● Data listing:
-*-*-

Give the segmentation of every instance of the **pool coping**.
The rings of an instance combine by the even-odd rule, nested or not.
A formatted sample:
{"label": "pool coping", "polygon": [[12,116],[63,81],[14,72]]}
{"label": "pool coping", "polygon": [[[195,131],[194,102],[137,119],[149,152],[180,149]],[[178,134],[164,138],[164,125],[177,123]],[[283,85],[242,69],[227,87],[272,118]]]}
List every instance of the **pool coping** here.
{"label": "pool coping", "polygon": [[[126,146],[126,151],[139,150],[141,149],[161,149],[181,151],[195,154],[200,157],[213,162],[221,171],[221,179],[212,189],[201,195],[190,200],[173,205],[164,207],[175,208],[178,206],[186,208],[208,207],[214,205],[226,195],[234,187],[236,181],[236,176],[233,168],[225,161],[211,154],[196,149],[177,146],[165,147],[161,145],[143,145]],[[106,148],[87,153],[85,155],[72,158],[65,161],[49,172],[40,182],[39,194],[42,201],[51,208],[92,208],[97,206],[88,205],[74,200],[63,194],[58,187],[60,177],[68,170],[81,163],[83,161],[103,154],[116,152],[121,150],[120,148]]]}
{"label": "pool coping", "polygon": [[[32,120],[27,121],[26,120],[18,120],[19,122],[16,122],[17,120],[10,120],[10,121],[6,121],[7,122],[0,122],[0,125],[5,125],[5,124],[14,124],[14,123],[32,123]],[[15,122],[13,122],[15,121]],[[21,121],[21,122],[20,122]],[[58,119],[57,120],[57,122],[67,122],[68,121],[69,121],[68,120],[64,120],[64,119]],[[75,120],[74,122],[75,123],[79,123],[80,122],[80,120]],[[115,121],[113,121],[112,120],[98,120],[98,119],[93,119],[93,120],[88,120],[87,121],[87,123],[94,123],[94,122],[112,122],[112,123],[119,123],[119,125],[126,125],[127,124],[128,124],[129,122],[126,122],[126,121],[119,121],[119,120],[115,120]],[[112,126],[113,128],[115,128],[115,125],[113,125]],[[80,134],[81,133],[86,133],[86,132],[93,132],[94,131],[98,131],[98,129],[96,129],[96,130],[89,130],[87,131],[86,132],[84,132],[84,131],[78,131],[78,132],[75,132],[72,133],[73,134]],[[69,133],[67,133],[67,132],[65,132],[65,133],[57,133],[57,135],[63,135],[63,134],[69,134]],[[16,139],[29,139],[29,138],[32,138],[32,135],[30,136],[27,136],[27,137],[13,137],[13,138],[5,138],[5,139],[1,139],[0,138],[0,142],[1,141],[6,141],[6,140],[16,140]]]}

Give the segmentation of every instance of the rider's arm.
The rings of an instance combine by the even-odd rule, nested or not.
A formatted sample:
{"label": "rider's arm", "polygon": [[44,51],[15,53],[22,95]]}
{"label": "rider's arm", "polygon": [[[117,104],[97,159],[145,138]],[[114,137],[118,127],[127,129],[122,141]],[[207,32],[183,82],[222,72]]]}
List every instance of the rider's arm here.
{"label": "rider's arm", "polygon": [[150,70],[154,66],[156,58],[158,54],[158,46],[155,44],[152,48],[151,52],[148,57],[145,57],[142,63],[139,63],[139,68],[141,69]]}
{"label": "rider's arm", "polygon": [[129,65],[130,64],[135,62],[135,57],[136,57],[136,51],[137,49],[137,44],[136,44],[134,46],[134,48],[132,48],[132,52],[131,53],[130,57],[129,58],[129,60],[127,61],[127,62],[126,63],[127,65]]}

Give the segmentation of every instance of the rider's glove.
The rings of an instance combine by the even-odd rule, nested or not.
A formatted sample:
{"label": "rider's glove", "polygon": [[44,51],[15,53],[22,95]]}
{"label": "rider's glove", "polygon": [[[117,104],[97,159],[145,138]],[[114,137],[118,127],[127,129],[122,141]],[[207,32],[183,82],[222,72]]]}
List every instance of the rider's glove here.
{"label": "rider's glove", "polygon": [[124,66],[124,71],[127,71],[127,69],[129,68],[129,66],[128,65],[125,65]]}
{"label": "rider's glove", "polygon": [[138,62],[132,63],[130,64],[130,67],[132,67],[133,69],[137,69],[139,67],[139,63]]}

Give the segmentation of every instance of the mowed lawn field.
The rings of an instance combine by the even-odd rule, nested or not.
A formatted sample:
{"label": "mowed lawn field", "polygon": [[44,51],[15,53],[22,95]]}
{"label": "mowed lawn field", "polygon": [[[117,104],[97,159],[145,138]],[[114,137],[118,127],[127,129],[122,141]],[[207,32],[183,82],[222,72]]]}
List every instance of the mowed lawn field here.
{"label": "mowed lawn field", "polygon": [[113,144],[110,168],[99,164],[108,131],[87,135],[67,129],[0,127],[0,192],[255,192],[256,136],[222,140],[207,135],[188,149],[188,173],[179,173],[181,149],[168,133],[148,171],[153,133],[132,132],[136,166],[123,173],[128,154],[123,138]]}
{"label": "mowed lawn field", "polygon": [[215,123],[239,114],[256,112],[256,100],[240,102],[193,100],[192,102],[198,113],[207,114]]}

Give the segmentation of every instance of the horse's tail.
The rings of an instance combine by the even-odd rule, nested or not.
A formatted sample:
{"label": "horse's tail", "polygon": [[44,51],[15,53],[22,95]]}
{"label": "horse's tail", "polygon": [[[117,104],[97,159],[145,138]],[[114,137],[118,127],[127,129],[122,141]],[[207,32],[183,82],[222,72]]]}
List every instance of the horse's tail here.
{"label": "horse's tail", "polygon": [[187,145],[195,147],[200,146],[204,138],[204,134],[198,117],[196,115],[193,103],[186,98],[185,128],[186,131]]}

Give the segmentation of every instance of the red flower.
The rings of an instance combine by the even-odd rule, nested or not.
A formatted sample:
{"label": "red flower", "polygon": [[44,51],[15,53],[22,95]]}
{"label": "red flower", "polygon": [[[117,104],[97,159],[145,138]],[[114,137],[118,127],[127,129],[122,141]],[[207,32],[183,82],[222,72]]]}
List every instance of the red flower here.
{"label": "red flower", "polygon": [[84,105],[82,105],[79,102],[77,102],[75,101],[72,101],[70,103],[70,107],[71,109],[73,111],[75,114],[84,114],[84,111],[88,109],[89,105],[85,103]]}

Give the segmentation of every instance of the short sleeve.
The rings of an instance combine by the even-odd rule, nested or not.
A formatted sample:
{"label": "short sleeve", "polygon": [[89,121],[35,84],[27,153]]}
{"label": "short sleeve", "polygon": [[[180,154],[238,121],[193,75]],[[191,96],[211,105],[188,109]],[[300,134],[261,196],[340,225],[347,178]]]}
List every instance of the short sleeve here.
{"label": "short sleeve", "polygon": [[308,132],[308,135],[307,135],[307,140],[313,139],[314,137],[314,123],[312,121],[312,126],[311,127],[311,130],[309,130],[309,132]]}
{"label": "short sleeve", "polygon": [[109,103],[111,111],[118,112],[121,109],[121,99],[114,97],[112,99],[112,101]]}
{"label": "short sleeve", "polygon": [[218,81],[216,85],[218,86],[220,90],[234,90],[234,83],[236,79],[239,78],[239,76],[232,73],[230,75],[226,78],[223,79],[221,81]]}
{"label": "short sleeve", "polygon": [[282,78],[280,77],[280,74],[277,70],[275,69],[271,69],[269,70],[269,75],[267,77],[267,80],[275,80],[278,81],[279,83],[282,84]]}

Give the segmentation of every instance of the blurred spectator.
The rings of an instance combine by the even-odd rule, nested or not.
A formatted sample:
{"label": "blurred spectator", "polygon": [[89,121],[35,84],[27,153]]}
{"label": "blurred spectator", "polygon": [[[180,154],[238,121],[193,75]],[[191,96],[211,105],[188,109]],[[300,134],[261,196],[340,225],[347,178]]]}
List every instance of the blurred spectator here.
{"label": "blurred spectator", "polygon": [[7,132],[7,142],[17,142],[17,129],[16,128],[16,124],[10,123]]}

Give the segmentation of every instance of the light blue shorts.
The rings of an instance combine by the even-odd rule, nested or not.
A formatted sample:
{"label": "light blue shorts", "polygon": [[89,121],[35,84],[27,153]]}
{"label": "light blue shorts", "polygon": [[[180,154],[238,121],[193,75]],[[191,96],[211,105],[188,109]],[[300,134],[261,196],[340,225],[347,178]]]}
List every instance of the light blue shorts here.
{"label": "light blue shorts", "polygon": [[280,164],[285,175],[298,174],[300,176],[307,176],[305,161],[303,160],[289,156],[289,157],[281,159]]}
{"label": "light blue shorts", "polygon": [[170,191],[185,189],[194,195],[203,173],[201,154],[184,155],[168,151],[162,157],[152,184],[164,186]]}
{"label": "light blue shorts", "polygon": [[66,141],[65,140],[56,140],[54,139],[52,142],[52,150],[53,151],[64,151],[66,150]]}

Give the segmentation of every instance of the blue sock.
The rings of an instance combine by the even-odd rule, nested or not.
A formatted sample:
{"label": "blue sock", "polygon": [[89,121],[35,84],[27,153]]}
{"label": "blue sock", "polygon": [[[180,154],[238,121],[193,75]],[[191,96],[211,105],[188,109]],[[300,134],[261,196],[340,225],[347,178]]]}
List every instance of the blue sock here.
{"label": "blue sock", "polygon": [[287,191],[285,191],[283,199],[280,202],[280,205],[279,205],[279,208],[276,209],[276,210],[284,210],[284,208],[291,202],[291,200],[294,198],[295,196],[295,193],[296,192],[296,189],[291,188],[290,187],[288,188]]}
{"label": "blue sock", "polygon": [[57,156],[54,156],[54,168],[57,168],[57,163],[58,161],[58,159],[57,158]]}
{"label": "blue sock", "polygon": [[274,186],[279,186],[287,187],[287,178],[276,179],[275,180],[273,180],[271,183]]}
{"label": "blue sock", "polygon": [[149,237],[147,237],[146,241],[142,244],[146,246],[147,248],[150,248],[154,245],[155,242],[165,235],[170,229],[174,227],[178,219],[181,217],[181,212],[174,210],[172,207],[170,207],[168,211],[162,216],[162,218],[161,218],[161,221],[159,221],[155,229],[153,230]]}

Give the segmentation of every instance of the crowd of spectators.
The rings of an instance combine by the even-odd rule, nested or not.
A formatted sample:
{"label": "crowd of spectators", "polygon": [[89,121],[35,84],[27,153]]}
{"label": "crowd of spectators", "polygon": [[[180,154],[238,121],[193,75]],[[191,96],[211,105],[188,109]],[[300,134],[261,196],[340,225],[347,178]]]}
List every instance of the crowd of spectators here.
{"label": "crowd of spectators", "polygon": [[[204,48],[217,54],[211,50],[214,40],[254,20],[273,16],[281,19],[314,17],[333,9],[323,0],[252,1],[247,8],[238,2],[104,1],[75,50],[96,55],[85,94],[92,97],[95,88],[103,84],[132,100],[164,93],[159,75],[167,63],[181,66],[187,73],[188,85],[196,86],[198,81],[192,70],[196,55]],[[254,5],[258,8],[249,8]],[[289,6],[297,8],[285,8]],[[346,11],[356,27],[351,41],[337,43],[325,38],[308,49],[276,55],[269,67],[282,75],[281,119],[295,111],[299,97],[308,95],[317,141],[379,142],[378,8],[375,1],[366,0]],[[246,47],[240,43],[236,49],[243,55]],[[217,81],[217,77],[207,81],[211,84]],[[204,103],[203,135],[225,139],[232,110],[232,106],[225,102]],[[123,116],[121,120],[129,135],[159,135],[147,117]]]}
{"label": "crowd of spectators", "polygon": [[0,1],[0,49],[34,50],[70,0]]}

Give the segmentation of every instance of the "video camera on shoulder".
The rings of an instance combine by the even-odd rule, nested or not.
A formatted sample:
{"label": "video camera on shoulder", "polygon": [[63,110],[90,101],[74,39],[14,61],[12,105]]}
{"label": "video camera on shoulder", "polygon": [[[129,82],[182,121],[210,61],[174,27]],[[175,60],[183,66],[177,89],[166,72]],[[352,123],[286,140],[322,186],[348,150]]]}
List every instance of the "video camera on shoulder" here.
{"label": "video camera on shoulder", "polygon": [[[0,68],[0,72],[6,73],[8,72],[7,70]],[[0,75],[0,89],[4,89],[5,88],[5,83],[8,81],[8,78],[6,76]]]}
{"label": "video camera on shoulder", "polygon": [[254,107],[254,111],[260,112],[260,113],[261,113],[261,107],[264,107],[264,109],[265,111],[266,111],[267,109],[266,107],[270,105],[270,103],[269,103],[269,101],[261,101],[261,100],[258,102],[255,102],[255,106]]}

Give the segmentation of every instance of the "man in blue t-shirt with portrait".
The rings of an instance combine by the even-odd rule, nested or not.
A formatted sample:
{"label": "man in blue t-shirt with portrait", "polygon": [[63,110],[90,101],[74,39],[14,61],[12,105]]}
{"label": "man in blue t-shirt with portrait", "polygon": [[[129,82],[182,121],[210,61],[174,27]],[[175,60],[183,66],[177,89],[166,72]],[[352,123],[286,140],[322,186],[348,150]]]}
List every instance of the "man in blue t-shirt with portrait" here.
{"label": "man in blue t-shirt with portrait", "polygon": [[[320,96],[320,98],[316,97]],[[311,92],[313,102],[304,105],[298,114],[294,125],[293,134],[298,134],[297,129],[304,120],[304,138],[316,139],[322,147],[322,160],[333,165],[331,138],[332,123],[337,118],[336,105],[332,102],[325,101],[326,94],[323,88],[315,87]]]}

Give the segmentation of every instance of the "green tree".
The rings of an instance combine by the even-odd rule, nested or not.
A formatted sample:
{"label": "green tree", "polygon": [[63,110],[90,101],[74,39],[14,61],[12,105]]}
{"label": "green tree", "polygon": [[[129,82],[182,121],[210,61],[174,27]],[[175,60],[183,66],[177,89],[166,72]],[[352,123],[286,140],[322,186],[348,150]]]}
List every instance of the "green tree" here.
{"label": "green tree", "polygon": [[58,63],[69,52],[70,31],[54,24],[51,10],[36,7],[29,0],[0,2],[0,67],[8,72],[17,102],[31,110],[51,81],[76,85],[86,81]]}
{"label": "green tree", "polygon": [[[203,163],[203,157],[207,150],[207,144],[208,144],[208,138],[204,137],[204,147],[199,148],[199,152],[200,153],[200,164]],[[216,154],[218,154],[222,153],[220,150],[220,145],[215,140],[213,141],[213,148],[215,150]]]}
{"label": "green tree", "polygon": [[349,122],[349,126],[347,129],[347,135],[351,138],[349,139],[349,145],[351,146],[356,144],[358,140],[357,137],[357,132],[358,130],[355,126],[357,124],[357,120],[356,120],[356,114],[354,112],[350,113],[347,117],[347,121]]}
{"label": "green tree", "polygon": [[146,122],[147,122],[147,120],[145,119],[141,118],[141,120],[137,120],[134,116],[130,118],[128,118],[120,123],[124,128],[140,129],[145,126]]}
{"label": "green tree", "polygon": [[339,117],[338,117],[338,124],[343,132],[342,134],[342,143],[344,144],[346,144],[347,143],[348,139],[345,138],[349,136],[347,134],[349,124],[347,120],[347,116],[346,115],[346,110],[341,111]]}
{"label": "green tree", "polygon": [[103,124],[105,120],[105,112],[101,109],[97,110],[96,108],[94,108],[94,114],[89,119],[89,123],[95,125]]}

-*-*-

● Problem statement:
Copy the lines above exactly, starting at the line that contains "Give the segmentation of every instance of the blue" and ending at the line that contains "List every instance of the blue sock here.", with both of those lines included.

● Solution to this task:
Give the segmentation of every instance of the blue sock.
The rings of an instance combine by the even-odd rule, nested or not.
A formatted sample:
{"label": "blue sock", "polygon": [[89,121],[35,84],[27,153]]}
{"label": "blue sock", "polygon": [[[180,154],[238,121],[193,75]],[[191,96],[211,105],[188,109]],[[300,134],[261,196],[340,225],[347,178]]]}
List every instance of the blue sock here.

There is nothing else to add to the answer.